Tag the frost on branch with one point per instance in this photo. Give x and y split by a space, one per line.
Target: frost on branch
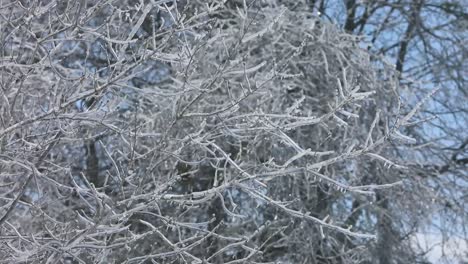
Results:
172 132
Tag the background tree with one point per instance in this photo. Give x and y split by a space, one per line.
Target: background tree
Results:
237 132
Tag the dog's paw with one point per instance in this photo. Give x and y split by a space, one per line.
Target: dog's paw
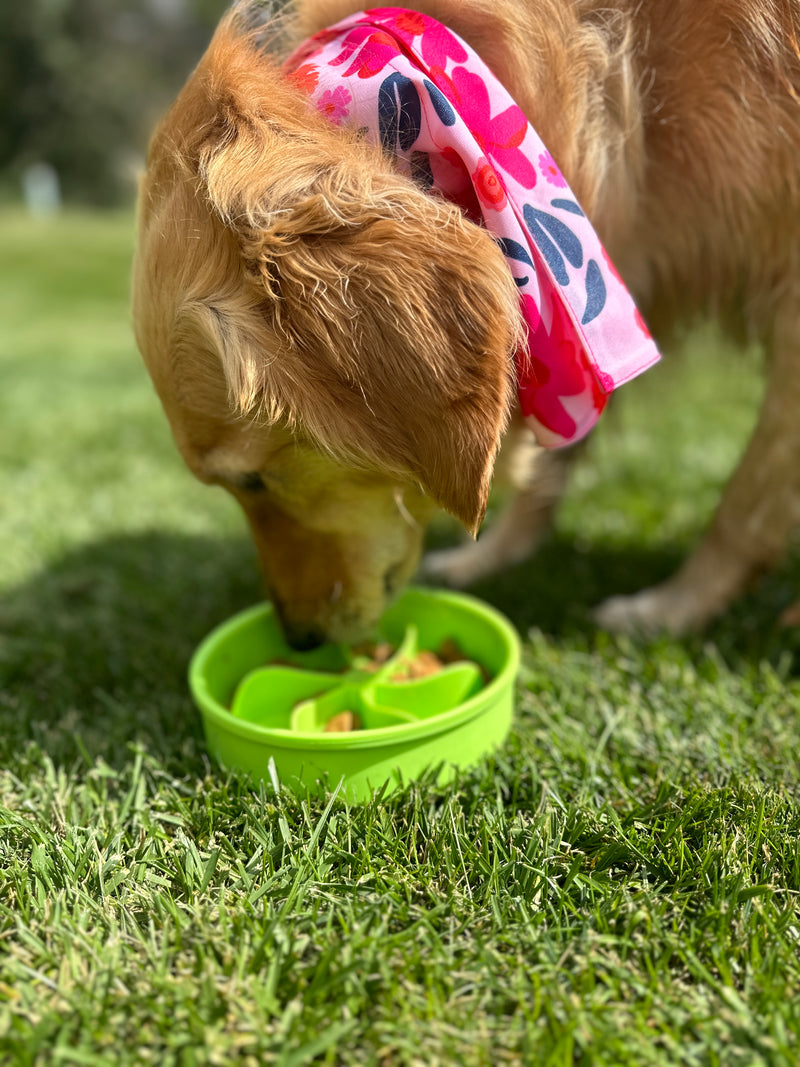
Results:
________
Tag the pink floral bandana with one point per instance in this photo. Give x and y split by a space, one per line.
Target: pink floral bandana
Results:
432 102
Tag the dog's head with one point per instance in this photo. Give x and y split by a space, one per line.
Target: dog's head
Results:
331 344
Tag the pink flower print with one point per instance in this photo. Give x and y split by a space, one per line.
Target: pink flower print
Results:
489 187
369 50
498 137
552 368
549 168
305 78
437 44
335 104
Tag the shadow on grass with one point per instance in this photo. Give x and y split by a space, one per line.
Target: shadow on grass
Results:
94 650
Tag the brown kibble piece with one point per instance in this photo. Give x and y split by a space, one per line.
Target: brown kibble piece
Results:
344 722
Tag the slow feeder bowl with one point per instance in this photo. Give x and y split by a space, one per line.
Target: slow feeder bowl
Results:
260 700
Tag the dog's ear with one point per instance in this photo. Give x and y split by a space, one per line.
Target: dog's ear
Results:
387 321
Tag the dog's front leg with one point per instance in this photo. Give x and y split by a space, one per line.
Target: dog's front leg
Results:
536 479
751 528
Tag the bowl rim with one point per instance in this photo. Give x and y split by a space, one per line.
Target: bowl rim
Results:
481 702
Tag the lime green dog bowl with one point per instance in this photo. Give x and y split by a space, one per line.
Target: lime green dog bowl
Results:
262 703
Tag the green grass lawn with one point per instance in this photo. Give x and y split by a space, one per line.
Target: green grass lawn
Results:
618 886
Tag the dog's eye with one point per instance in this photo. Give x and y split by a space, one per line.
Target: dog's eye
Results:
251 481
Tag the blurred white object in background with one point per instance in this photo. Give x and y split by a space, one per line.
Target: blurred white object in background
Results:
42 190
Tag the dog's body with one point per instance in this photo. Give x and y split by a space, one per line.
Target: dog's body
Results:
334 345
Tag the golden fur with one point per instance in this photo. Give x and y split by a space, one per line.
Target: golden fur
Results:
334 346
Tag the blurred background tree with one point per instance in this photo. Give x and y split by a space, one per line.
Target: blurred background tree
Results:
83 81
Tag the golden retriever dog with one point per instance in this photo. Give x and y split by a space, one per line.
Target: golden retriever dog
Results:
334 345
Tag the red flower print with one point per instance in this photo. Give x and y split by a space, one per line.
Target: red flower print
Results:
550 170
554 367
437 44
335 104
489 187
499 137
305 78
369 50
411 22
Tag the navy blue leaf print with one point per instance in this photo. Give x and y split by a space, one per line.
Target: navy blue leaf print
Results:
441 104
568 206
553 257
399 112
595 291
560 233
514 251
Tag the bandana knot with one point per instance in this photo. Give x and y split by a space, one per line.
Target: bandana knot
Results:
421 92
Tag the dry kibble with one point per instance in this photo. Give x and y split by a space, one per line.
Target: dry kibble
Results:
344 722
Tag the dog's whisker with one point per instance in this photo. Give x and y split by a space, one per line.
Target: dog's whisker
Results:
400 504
________
● Exercise prompt
Find every line in the records above that contains the word "floral" and copy each of those lines out in full.

● Problem solution
Tag the pink floral bandana with one point per instance in this photo. Give x and y split by a space, one per line.
Target: pink floral bandana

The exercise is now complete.